> What needs to be done
A verbatim copy of the records is required, with all pictures left out.

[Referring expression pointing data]
=== Section Start ===

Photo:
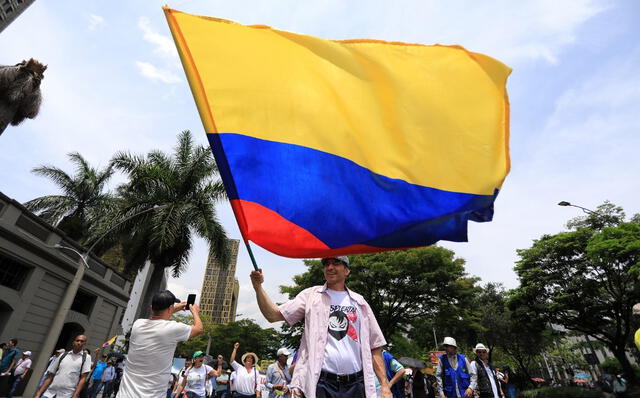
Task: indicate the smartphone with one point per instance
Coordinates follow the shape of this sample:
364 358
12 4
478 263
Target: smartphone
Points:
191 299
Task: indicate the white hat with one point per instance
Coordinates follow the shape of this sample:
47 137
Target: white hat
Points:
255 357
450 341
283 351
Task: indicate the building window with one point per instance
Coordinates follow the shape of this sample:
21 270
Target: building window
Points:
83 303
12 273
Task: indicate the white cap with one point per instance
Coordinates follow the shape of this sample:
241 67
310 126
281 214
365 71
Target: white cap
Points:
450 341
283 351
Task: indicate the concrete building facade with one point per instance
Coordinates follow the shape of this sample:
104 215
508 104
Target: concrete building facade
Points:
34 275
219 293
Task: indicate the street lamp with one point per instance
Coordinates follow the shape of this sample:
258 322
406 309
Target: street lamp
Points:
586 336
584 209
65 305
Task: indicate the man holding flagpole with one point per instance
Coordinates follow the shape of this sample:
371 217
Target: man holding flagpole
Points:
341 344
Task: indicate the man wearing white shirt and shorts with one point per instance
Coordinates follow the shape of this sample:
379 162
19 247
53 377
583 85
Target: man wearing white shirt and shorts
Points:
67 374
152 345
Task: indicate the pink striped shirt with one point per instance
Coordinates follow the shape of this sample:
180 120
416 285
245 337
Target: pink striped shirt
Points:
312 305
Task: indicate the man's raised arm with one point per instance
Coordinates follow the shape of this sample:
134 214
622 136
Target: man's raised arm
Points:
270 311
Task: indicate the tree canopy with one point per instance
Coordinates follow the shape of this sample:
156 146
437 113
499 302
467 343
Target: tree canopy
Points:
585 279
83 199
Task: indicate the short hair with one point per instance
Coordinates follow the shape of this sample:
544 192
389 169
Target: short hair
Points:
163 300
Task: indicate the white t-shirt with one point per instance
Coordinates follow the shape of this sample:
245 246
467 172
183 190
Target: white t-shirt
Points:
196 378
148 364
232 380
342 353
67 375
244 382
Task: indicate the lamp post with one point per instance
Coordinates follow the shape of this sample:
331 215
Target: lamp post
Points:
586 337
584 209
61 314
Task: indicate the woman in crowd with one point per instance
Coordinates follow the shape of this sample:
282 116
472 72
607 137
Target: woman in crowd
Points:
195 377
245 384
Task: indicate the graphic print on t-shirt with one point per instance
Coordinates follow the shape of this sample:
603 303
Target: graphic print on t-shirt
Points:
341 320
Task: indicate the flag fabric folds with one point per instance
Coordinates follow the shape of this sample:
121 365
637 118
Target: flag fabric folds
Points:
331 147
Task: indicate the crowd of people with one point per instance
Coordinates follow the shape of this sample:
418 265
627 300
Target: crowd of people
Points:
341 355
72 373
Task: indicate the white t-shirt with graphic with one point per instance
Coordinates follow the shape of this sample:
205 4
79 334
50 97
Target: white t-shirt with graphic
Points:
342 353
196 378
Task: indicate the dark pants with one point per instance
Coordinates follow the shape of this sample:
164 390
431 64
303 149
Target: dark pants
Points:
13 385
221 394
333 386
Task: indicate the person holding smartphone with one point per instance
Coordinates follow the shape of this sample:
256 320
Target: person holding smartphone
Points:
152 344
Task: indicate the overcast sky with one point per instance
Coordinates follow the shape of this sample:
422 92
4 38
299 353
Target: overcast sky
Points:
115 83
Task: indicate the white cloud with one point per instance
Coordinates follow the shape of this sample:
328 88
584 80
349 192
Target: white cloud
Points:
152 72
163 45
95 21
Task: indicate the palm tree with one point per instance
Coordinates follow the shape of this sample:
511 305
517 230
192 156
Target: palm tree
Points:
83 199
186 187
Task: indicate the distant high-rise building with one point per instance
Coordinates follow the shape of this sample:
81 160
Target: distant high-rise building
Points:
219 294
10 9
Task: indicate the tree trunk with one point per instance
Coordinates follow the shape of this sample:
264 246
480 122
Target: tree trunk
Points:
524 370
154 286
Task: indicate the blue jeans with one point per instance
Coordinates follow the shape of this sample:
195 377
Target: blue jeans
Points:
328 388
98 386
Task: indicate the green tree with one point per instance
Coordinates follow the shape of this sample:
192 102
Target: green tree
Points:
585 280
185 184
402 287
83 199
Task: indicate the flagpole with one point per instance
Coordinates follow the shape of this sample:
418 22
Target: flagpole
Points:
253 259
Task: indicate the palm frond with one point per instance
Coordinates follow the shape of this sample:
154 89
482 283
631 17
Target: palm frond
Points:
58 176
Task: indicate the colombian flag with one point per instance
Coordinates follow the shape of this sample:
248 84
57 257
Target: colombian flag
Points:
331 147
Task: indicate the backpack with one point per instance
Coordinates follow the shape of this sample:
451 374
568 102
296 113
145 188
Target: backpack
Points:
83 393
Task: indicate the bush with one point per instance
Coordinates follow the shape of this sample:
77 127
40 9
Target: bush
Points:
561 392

=== Section End ===

> Written response
Photo:
Task: indicate the smartphone with one point per instance
Coordinates follow the shape of this sample:
364 358
12 4
478 263
Target: smartphone
Points:
191 299
Task: indicate the white hat with one point per instance
Coordinates follow the shape of this sample:
47 137
Target: white hat
Points:
255 357
450 341
283 351
Task: indicate the building window with one point per instance
Coordinates follow the shape of this sample:
21 270
Target: building window
Points:
83 303
12 273
Task: indicate the white cap with one point per instance
Coordinates follow the shape of this sample:
241 67
310 126
281 214
365 71
Target: white cap
Points:
450 341
283 351
Task: indicate the concrete building facade with one point per instance
Coordinates follow the shape of this sample:
104 215
508 104
Target: concrete building facade
Points:
34 275
219 293
Task: indicate the street lamp with one point per instance
Coordinates follow the shape of this sample:
258 322
406 309
Target: street lamp
Points:
586 336
584 209
65 305
Task: indicate the man holding flagpole with one point per instance
Coordinates follow the shape of this sample:
371 217
Target: man holding flagpole
Points:
341 344
Task: indicate the man wearing white shirt and shorts with one point per instance
Coordinates follow the shape of this sample:
379 162
19 247
53 377
583 85
Target: man wearing white shirt and shorts
Points:
67 374
152 345
Task: indicate the pink striped shirt with one point per instance
Coordinates follow the shape of this sample:
180 120
416 285
245 337
Target: pink striped shirt
Points:
312 305
Task: indicate the man's raised arm with one point per instance
Coordinates follow the shape of this sample:
134 214
622 136
Target: man's raised arm
Points:
270 311
Task: indicate the tree canopy with one point per instance
Coordinates follow the shape of this sample:
156 146
437 113
499 302
467 343
Target: tree canopy
Points:
585 279
83 199
Task: indicate the short hair with one point per instance
Coordinates follow the shape of this sample:
544 192
389 169
Target: short hair
Points:
163 300
Task: indicate the white t-shirt with one point per instance
Coordinates follow the shape of this sample:
245 246
467 172
183 190
Target: white t-shirt
Points:
196 378
148 364
232 380
342 353
67 375
244 382
Task: indicate the lamp post with one point per instance
Coordinates follow the shape of this sample:
331 215
Target: lamp post
Points:
586 337
584 209
61 314
Task: indicate the woman in crowd with one point per instance
Coordinates follow the shape of this sample:
282 116
472 72
607 137
Target: woman in crowd
Points:
195 377
245 384
Task: indicate the graphic print on t-shirt with one point per instance
Coordinates follow the shape of this sample:
603 303
Target: graphic print on t-shirt
Points:
341 320
Task: indicate the flag fabric folds with one point per instance
Coordinates follow the shape of this sample:
121 365
637 118
Target: flag fabric folds
Points:
331 147
Task: indicate the crowd of people with one point per instance
Coordinates follow the shape of this sample:
418 265
627 300
Target: crowd of people
Points:
341 355
72 373
Task: indicate the white t-shirt with graphic with one point per instance
Coordinates follow the shape of this sample:
205 4
79 334
50 97
Target: white t-shirt with graphic
Points:
342 353
196 378
Task: indicate the dark pants with one point per instance
Coordinates follow the shape of this sample:
164 390
431 64
303 149
Target: dark pants
Points:
13 385
221 394
333 386
Task: indicate the person holding smartphone with one point per instance
Coordinates follow the shape of this sample:
256 320
Target: person holding smartphone
Points:
152 344
Task: indicate the overcast sky with one point per instance
Coordinates follow the shape of this sample:
422 92
4 38
299 353
Target: overcast sky
Points:
115 83
Task: indicate the white cloud with one point per instance
Coordinates follow the shape of this sample:
328 88
584 80
349 192
Target: white cloud
Points:
152 72
163 45
95 21
Task: indicate the palm tree with one point per instance
Coordinates follow the shape of this sample:
511 305
517 230
192 156
Target: palm tree
Points:
83 199
186 187
Task: indicate the distant high-rise building with one point per instance
Coordinates follow the shape of this sample:
81 160
Target: distant high-rise building
Points:
219 294
10 9
Task: indicate the tree trunk with one point per instance
Coordinates follow the shape of this sample:
264 246
480 122
Target: tree trunk
Points:
524 370
154 286
Task: indicate the blue jeans with one point per instance
Coordinates follow the shape of this sample:
195 377
Target: blue jeans
Points:
328 388
98 386
Task: indicate the green tree with one point per instance
Coordinates follow the shape of this sample:
192 102
Target: green tree
Points:
585 280
185 184
402 287
83 199
Task: indicate the flagpole with one point per instance
Coordinates follow the shape of this sample:
418 22
Target: flagpole
Points:
253 259
Task: indicate the palm frond with one point per instance
Coordinates follow the shape of this sample:
154 89
482 283
631 17
Target: palm frond
Points:
58 176
Task: indicate the colombian flag with one point per instance
Coordinates follow the shape of this sample:
248 84
57 257
Target: colombian flag
Points:
331 147
Task: indicate the backpack with one point per instance
Coordinates follow the shape of this sample:
451 374
568 102
296 113
145 188
Target: backpack
Points:
83 393
Task: indicate the bush with one point per instance
Coordinates follow the shape of this sample:
77 127
40 9
Target: bush
Points:
561 392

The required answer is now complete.